══ INFORMATION

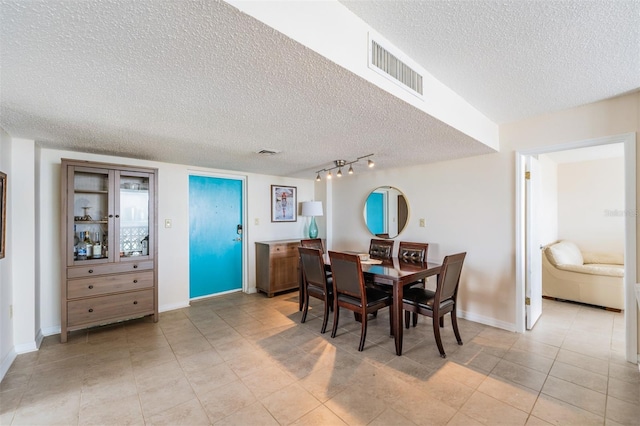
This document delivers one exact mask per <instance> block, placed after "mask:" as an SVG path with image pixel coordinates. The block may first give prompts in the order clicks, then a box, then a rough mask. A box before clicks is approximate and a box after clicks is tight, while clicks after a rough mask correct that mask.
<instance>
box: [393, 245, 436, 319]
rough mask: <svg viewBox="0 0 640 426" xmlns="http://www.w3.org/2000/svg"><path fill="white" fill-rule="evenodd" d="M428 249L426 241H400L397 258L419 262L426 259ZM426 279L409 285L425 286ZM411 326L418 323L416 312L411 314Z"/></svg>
mask: <svg viewBox="0 0 640 426" xmlns="http://www.w3.org/2000/svg"><path fill="white" fill-rule="evenodd" d="M428 251H429V244H427V243H413V242H409V241H400V245H399V246H398V260H400V261H403V262H409V263H421V262H426V261H427V252H428ZM425 285H426V280H424V279H421V280H418V281H416V282H413V283H411V284H410V287H421V288H425ZM411 319H412V321H411V322H412V323H413V326H414V327H415V326H416V325H418V314H416V313H415V312H414V313H412V314H411Z"/></svg>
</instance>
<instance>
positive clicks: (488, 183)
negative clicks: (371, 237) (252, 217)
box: [330, 93, 640, 330]
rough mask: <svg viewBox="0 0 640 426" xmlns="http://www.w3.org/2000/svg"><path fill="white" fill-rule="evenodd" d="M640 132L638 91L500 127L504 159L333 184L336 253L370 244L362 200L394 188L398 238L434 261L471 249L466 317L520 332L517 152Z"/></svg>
mask: <svg viewBox="0 0 640 426" xmlns="http://www.w3.org/2000/svg"><path fill="white" fill-rule="evenodd" d="M638 131H640V93H635V94H631V95H627V96H623V97H620V98H616V99H611V100H608V101H603V102H598V103H594V104H589V105H586V106H583V107H579V108H574V109H571V110H567V111H561V112H558V113H554V114H548V115H544V116H540V117H536V118H532V119H529V120H523V121H520V122H515V123H510V124H506V125H503V126H501V137H500V140H501V142H500V144H501V147H500V149H501V152H499V153H495V154H487V155H482V156H477V157H473V158H466V159H461V160H455V161H448V162H442V163H436V164H427V165H423V166H416V167H412V168H403V169H397V170H387V171H380V172H367V173H363V174H361V175H358V176H349V177H347V178H342V180H340V181H339V182H338V181H337V180H335V182H333V183H332V191H333V196H334V199H333V211H332V216H333V218H332V219H331V223H332V226H333V229H332V230H331V231H330V232H331V234H332V236H333V247H335V248H336V249H363V248H364V247H365V246H366V243H367V241H368V240H369V238H371V235H370V234H369V233H368V232H367V230H366V229H365V227H364V223H363V220H362V207H363V205H364V197H366V195H367V194H368V193H369V191H371V189H373V188H375V187H376V186H379V185H392V186H395V187H397V188H398V189H400V190H402V191H403V192H404V193H405V194H406V195H407V201H408V203H409V206H410V218H409V226H408V227H407V229H406V230H405V232H403V233H402V234H400V236H399V237H398V238H396V240H415V241H425V242H428V243H429V244H430V247H429V258H430V259H433V260H441V259H442V258H443V257H444V256H445V255H446V254H449V253H453V252H456V251H463V250H464V251H467V253H468V254H467V259H466V261H465V267H464V272H463V276H462V283H463V284H462V286H461V289H460V300H459V302H460V308H461V310H462V312H461V314H462V315H463V316H465V317H467V318H470V319H472V320H476V321H480V322H484V323H487V324H491V325H496V326H499V327H502V328H505V329H514V330H515V327H516V310H515V304H514V300H515V292H516V286H515V282H516V278H515V250H516V248H515V202H516V200H515V176H514V173H515V155H514V151H517V150H518V151H520V150H527V149H531V148H535V147H543V146H554V145H560V144H565V143H569V142H575V141H582V140H587V139H593V138H599V137H605V136H610V135H618V134H623V133H628V132H638ZM639 151H640V150H639ZM636 163H637V161H636ZM638 188H640V185H638ZM419 218H425V219H426V227H425V228H419V227H418V219H419ZM639 229H640V228H639Z"/></svg>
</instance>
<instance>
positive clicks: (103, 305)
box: [67, 289, 154, 327]
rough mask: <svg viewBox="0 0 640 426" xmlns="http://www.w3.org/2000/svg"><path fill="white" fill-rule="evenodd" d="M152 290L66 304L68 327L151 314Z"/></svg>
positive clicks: (97, 298)
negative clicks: (67, 317)
mask: <svg viewBox="0 0 640 426" xmlns="http://www.w3.org/2000/svg"><path fill="white" fill-rule="evenodd" d="M153 309H154V308H153V290H152V289H149V290H141V291H132V292H129V293H120V294H112V295H107V296H102V297H94V298H88V299H79V300H72V301H70V302H68V303H67V316H68V320H69V327H73V326H75V325H79V324H88V323H100V322H101V321H104V320H109V319H115V318H118V317H129V318H130V317H133V316H135V315H137V314H141V315H142V314H148V313H151V312H153Z"/></svg>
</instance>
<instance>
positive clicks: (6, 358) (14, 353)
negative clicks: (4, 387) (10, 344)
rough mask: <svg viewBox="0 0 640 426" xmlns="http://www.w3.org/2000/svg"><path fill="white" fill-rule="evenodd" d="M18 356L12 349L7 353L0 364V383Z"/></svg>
mask: <svg viewBox="0 0 640 426" xmlns="http://www.w3.org/2000/svg"><path fill="white" fill-rule="evenodd" d="M17 356H18V354H17V353H16V351H14V350H13V349H12V350H10V351H9V353H8V354H7V356H5V357H4V359H3V360H2V363H0V382H1V381H2V379H4V375H5V374H7V371H9V368H11V364H13V361H15V360H16V357H17Z"/></svg>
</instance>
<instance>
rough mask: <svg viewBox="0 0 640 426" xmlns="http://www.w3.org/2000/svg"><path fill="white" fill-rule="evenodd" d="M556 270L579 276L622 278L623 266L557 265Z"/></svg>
mask: <svg viewBox="0 0 640 426" xmlns="http://www.w3.org/2000/svg"><path fill="white" fill-rule="evenodd" d="M558 269H560V270H563V271H569V272H578V273H580V274H590V275H603V276H607V277H624V266H621V265H608V264H601V263H597V264H594V263H589V264H584V265H558Z"/></svg>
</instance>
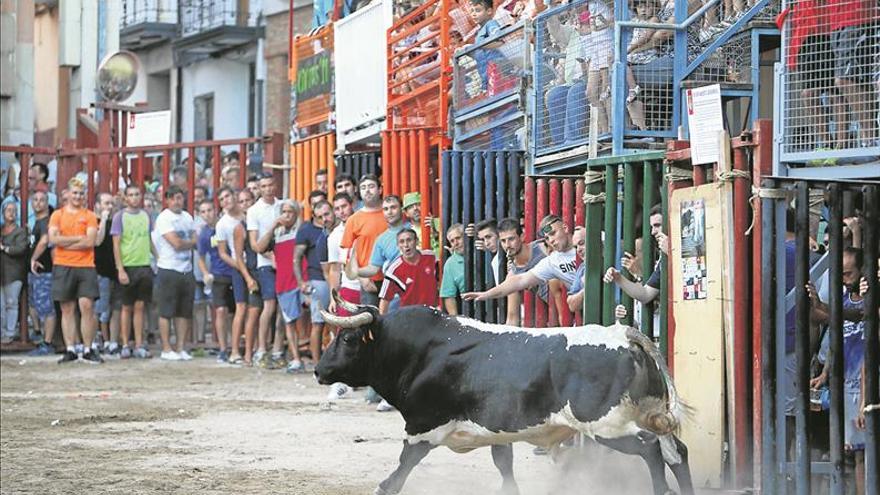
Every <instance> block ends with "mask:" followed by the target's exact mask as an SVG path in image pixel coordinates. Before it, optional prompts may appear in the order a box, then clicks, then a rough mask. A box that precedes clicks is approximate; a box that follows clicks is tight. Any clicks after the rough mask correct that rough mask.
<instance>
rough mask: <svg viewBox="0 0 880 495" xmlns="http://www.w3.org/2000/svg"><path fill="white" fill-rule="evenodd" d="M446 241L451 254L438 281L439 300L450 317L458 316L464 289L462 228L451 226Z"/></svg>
mask: <svg viewBox="0 0 880 495" xmlns="http://www.w3.org/2000/svg"><path fill="white" fill-rule="evenodd" d="M446 240H447V241H449V249H450V251H452V253H451V254H450V255H449V258H447V259H446V263H445V264H444V265H443V279H442V280H441V281H440V298H441V299H442V300H443V308H445V309H446V312H447V313H449V314H451V315H457V314H458V301H459V296H460V295H461V294H462V293H463V292H464V291H465V287H464V226H463V225H462V224H460V223H456V224H453V225H451V226H450V227H449V230H447V231H446Z"/></svg>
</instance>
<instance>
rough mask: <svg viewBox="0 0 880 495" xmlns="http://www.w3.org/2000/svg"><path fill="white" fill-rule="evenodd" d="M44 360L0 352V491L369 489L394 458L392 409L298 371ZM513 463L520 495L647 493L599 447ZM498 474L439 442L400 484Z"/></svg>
mask: <svg viewBox="0 0 880 495" xmlns="http://www.w3.org/2000/svg"><path fill="white" fill-rule="evenodd" d="M55 360H56V358H54V357H53V358H31V357H25V356H15V355H9V356H4V357H3V358H2V359H0V373H2V375H0V376H2V382H0V383H2V385H0V407H2V415H0V422H2V424H0V433H2V434H0V437H2V438H0V492H2V493H3V494H13V493H35V494H70V493H89V494H94V493H111V494H113V493H116V494H126V495H131V494H140V493H179V494H191V493H228V494H250V493H253V494H267V493H286V494H370V493H372V491H373V489H374V488H375V487H376V485H377V484H378V483H379V482H380V481H381V480H382V479H384V477H385V476H386V475H387V474H388V473H389V472H390V471H391V470H393V469H394V468H395V467H396V462H397V456H398V454H399V449H400V442H401V440H402V438H403V421H402V419H401V417H400V416H399V415H398V414H397V413H396V412H392V413H378V412H375V410H374V408H373V407H372V406H368V405H367V404H365V403H364V401H363V393H362V392H355V393H353V394H350V396H349V397H348V398H345V399H342V400H338V401H335V402H333V403H332V404H331V403H328V402H327V400H326V394H327V388H326V387H322V386H319V385H318V384H317V383H316V381H315V380H314V378H313V377H312V376H311V375H305V374H303V375H296V376H291V375H286V374H284V373H283V372H281V371H262V370H257V369H240V368H233V367H230V366H228V365H222V364H217V363H215V362H214V360H213V359H209V358H197V359H195V360H194V361H192V362H188V363H168V362H162V361H159V360H157V359H152V360H147V361H140V360H128V361H125V362H120V361H108V362H107V363H106V364H105V365H103V366H90V365H87V364H83V363H72V364H69V365H65V366H59V365H57V364H55ZM585 458H586V461H584V460H583V459H585ZM514 470H515V473H516V475H517V478H518V481H519V482H520V487H521V489H522V492H523V494H532V493H539V494H544V493H553V494H558V493H632V494H642V493H649V491H650V490H649V487H650V484H649V481H648V473H647V469H646V468H645V467H644V464H643V463H642V462H641V460H639V459H636V458H630V457H626V456H621V455H619V454H615V453H610V452H609V451H606V450H604V449H602V450H601V451H597V452H592V453H590V454H589V455H588V456H582V455H574V454H569V455H566V456H563V458H562V459H560V460H559V462H558V463H553V462H552V461H551V460H550V459H549V458H548V457H547V456H536V455H534V454H533V453H532V447H531V446H530V445H524V444H522V445H517V446H516V448H515V461H514ZM565 472H568V473H569V474H564V473H565ZM669 479H670V480H671V479H672V477H671V475H670V476H669ZM500 483H501V478H500V476H499V475H498V473H497V471H496V470H495V467H494V465H493V464H492V460H491V456H490V453H489V450H488V449H482V450H477V451H474V452H471V453H468V454H455V453H453V452H451V451H449V450H447V449H445V448H444V449H436V450H434V451H433V452H431V454H430V455H429V456H428V457H427V458H426V459H425V460H424V461H423V462H422V464H421V465H419V466H418V467H417V468H416V469H415V470H414V471H413V474H412V476H411V477H410V479H409V482H408V483H407V485H406V486H405V488H404V491H403V493H404V494H409V495H416V494H474V495H476V494H481V495H482V494H485V493H492V492H494V491H496V490H497V489H498V488H499V487H500Z"/></svg>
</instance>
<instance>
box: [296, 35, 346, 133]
mask: <svg viewBox="0 0 880 495" xmlns="http://www.w3.org/2000/svg"><path fill="white" fill-rule="evenodd" d="M334 63H335V62H334V58H333V26H332V25H327V26H324V27H322V28H319V29H318V30H317V31H313V32H312V33H311V34H309V35H307V36H298V37H297V38H296V39H295V40H294V42H293V60H292V62H291V66H292V67H293V70H292V71H291V76H292V77H291V103H290V106H291V111H292V113H293V115H292V116H291V121H292V125H291V138H292V139H291V141H296V140H298V139H306V138H308V137H310V136H314V135H317V134H321V133H324V132H329V131H331V130H332V121H331V116H332V111H333V78H334Z"/></svg>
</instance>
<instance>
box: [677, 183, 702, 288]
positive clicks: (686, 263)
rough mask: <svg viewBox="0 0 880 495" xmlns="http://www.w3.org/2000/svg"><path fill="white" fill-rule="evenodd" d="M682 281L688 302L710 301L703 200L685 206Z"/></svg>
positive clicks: (688, 203)
mask: <svg viewBox="0 0 880 495" xmlns="http://www.w3.org/2000/svg"><path fill="white" fill-rule="evenodd" d="M681 279H682V282H683V283H682V297H683V299H684V300H685V301H692V300H695V299H706V298H707V297H708V295H709V294H708V284H707V282H708V276H707V270H706V205H705V203H704V202H703V200H702V199H695V200H693V201H682V203H681Z"/></svg>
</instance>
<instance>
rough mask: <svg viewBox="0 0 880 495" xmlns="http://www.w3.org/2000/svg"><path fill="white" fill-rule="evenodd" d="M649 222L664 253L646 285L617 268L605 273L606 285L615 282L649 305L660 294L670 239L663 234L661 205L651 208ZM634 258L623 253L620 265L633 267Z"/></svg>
mask: <svg viewBox="0 0 880 495" xmlns="http://www.w3.org/2000/svg"><path fill="white" fill-rule="evenodd" d="M649 221H650V222H651V235H652V236H653V237H654V239H656V241H657V246H658V247H659V248H660V252H661V253H662V254H661V256H660V259H659V260H658V261H657V263H656V264H655V265H654V271H653V272H652V273H651V276H650V277H648V281H647V282H646V283H645V284H644V285H640V284H639V283H637V282H635V281H632V280H630V279H628V278H627V277H624V276H623V275H622V274H621V273H620V271H619V270H618V269H617V268H614V267H613V266H611V267H608V270H606V271H605V276H604V278H603V280H604V281H605V283H606V284H610V283H612V282H614V283H615V284H617V286H618V287H620V289H621V290H623V291H624V292H626V294H627V295H628V296H629V297H631V298H633V299H635V300H637V301H639V302H640V303H642V304H647V303H649V302H651V301H653V300H654V299H655V298H656V297H657V296H658V295H659V294H660V275H661V263H665V262H666V256H667V255H668V252H669V237H668V236H667V235H666V234H665V233H664V232H663V212H662V209H661V206H660V205H655V206H654V207H653V208H651V212H650V217H649ZM633 258H634V256H633V255H632V254H631V253H627V252H625V253H623V259H621V261H620V263H621V265H622V266H624V267H626V266H632V260H633Z"/></svg>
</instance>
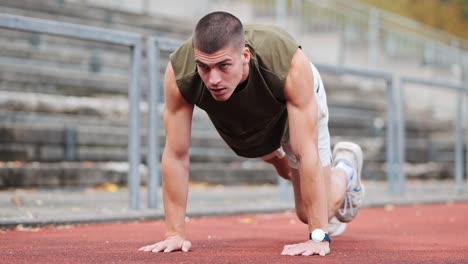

════

• [EXERCISE PROMPT] For the word "tight", count the lines of the listing that hold it, and reply with the count by itself.

• [YOUR RESPONSE] 2